PROBLEM REQUIREMENTS -
Reproduce the lines starting with the line that contains "You are given the photo below." and going on through the line that contains "Target: dark cloud", with both of those lines included.

MATERIAL FOR THIS EXERCISE -
^^^^

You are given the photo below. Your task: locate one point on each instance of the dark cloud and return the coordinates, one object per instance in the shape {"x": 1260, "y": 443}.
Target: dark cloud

^^^^

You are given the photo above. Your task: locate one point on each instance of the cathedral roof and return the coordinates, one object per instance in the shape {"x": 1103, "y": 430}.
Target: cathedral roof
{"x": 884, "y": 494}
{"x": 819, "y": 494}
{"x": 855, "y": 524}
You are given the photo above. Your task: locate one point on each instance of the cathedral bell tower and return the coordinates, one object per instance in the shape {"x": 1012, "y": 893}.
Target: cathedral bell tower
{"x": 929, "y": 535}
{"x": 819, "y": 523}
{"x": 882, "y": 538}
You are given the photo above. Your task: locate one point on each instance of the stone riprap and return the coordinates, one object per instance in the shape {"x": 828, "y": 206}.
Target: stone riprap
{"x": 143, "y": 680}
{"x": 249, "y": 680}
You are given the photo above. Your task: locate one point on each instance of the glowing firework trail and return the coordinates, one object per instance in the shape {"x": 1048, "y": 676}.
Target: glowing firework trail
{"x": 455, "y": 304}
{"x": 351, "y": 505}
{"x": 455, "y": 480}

^^^^

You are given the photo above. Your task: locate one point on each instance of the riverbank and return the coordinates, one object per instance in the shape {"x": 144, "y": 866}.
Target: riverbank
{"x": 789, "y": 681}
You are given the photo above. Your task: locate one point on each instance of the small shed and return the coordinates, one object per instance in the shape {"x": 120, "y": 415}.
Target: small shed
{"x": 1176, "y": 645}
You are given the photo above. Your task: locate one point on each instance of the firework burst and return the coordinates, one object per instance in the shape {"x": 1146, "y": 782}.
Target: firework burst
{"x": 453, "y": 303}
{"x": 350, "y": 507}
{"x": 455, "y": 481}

^^^^

SOLUTION -
You are given the photo below. Your task: locate one point on each instance of the dark cloud and return the coordinates, one object per instance in the shape {"x": 1260, "y": 443}.
Target: dark cloud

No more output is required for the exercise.